Task list:
• A. According to the Qelelevu article, what village is located on the island?
• B. Carry on writing the Qelelevu article, starting right after its last sentence.
Segment Start: Provided passage
Qelelevu or Nggelelevu is a coral islet in Fiji, a member of the Ringgold Isles archipelago, which forms an outlier to the northern island of Vanua Levu.

== Geography ==
Apart from two nearby coral islets, Tai Ni Beka and Tauraria due west on the same atoll rim, it is 30 km from the nearest island, which is Vetauua, to the West. Qelelevu covers an area of 1.5 km2. Its maximum elevation is 18 m.

Qelelevu lagoon lies 8 miles eastward of Thakau Vuthovutho reef. The lagoon has three main passes allowing boats to enter: Rendell, Deep and Brown. Qelelevu is one of the two only true atolls of Fiji, because it has an island and is not a mere coral reef.

Most of the island is covered in palm trees and bushes.

The small village of Nalutu is located on Qelelevu. Fishing is the only significant economic activity.
Segment End: Provided passage
Segment Start: Data listing
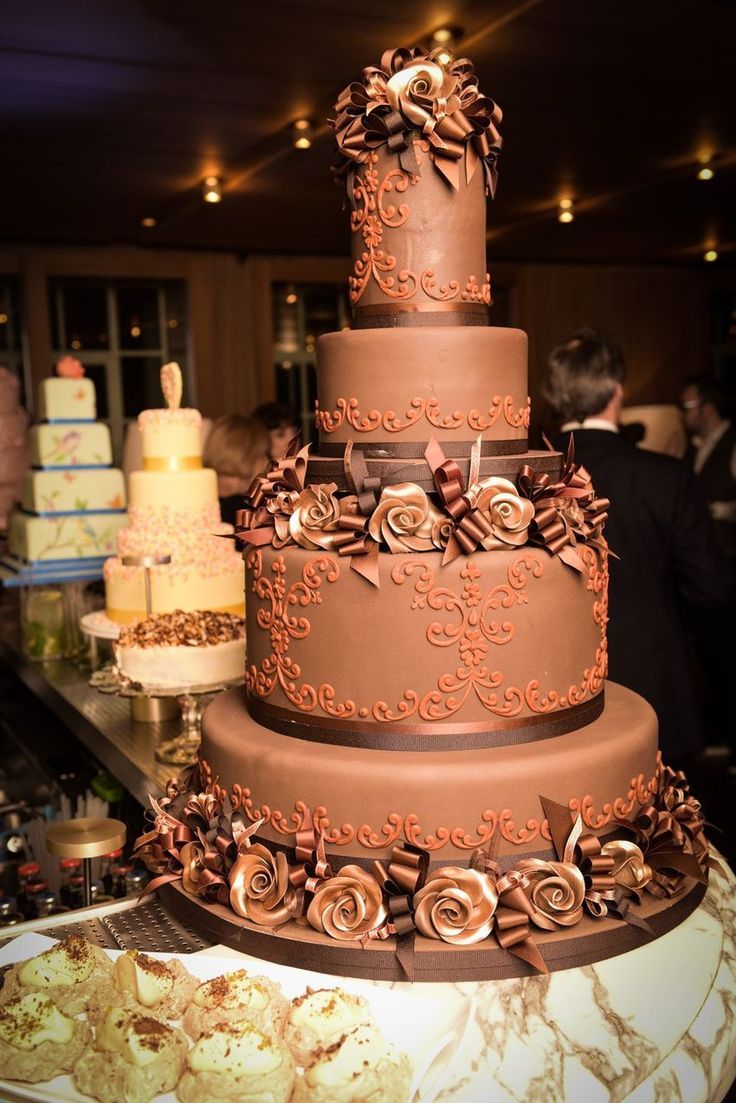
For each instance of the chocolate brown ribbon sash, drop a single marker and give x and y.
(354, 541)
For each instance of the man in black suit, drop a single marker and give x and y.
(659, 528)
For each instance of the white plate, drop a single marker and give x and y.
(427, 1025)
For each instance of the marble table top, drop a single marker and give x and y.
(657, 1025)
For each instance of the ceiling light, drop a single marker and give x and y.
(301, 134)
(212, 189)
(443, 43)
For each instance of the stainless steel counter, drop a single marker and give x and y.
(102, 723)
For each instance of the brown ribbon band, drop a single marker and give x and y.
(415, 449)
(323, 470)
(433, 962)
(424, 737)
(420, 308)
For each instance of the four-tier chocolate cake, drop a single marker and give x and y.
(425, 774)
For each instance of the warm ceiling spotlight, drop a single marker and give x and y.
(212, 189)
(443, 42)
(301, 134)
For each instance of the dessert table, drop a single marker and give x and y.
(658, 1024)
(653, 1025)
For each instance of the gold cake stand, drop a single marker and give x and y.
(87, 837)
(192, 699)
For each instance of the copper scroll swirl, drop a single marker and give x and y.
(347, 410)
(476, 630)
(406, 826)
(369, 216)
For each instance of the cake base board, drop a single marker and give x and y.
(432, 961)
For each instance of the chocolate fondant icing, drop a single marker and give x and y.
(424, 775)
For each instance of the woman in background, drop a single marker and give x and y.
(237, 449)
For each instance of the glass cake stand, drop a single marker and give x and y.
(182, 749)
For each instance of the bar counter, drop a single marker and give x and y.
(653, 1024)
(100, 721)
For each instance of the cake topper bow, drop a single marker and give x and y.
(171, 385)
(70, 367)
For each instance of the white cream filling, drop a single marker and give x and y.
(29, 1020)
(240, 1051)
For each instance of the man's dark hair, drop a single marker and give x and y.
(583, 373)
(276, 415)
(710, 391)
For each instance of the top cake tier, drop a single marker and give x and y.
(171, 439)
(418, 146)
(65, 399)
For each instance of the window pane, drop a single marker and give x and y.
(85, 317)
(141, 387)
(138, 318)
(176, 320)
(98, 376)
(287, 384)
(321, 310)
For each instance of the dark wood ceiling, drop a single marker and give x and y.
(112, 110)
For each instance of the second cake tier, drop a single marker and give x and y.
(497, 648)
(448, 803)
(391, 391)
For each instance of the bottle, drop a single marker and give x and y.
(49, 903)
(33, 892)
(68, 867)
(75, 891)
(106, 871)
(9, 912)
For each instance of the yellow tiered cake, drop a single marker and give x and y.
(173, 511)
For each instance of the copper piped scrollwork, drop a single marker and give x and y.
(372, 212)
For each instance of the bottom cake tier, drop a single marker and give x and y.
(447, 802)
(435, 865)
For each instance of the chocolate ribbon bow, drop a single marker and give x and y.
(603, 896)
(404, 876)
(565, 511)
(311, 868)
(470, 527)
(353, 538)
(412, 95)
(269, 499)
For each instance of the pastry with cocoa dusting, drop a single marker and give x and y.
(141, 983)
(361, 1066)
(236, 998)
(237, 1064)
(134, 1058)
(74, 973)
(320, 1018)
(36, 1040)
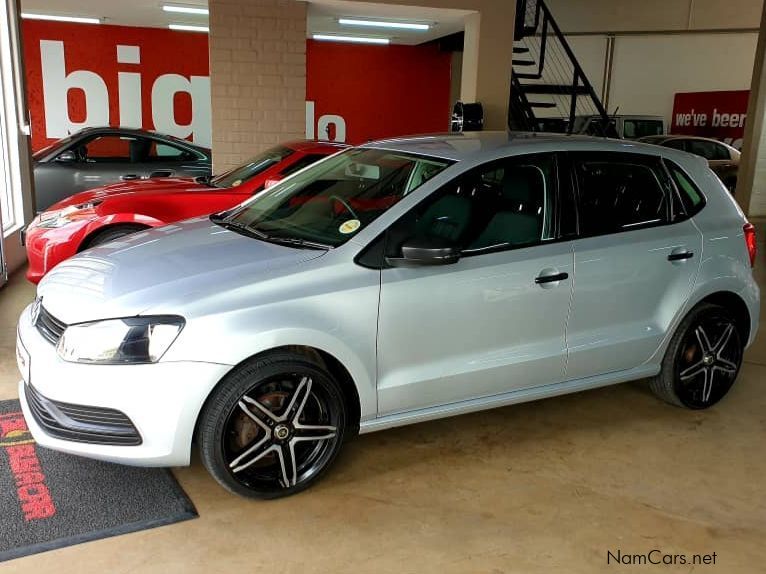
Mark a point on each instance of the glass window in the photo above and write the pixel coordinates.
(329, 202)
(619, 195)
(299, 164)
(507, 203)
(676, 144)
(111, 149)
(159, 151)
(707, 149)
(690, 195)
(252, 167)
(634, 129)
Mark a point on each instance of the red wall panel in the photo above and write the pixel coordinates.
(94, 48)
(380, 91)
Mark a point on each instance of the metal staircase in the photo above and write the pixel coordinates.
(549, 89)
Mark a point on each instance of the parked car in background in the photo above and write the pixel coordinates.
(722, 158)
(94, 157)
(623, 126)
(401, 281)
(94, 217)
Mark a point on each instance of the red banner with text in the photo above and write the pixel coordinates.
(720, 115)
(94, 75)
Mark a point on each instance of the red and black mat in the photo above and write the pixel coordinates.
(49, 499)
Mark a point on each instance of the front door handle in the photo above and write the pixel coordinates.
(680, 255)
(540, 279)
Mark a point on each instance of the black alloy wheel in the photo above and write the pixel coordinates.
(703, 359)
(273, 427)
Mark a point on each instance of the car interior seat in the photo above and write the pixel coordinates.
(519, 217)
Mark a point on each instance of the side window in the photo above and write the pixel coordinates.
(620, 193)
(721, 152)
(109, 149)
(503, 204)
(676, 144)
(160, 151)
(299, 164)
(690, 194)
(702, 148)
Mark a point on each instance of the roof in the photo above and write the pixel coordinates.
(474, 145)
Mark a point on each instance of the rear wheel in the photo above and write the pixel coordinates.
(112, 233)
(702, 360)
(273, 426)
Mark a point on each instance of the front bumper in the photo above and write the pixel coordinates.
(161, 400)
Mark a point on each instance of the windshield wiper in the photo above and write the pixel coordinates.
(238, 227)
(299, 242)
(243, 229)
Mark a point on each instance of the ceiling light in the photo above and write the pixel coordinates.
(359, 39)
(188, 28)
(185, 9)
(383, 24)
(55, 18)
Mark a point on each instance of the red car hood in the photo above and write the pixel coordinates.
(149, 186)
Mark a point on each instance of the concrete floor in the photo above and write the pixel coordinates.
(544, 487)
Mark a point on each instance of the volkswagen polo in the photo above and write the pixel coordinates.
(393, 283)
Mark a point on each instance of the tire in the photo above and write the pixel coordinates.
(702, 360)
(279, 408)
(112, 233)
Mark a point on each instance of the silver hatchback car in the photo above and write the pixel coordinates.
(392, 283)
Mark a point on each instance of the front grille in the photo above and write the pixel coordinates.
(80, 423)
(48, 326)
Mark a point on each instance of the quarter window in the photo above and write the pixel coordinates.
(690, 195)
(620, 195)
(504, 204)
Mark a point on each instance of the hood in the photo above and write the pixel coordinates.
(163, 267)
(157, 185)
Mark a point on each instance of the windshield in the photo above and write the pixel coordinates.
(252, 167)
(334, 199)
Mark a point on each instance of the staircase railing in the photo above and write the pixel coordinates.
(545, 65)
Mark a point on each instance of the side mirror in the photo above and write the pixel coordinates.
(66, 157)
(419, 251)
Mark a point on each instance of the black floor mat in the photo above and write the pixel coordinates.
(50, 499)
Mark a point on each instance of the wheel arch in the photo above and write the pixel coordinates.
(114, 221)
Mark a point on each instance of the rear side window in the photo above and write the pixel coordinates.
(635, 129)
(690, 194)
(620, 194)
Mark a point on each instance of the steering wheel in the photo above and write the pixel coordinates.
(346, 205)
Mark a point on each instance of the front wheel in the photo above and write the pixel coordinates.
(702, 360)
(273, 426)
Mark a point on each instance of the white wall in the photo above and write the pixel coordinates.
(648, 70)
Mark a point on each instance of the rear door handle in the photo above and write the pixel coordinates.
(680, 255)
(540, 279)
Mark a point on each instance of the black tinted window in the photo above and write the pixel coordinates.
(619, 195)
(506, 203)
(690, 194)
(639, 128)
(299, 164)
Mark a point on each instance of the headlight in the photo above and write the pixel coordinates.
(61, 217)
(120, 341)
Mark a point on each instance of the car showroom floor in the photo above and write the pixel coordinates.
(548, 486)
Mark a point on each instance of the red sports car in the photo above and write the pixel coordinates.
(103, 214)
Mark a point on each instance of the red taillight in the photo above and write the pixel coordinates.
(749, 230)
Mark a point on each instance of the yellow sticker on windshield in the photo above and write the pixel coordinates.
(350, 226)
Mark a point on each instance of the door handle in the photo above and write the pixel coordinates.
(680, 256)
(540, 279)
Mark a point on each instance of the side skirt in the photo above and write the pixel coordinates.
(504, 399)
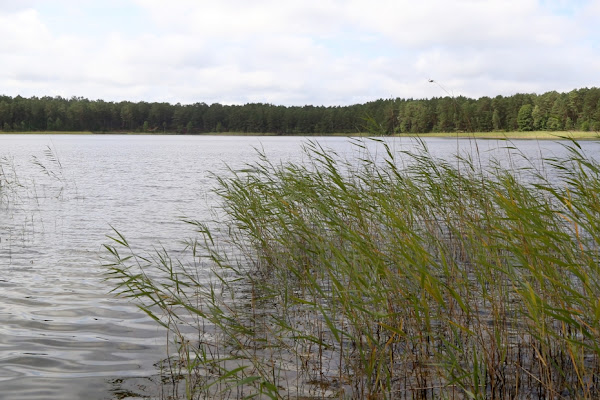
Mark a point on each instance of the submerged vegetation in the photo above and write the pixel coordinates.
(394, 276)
Segment End: Data listing
Solved tasks:
• A. Nalutu

• B.
The atoll habitat of the island contributes to its national significance as outlined in Fiji's Biodiversity Strategy and Action Plan.

== History ==
Qelelevu may have been first inhabited by people from Futuna. Later in time, people from Laucala arrived and soon dominated the population. Qelelevu has been in the Laucala sphere of influence, as well as other islands like Naitauba, Namalata, Yacata and villages of Vutuna, Daliconi and Mavana on Vanua Balavu.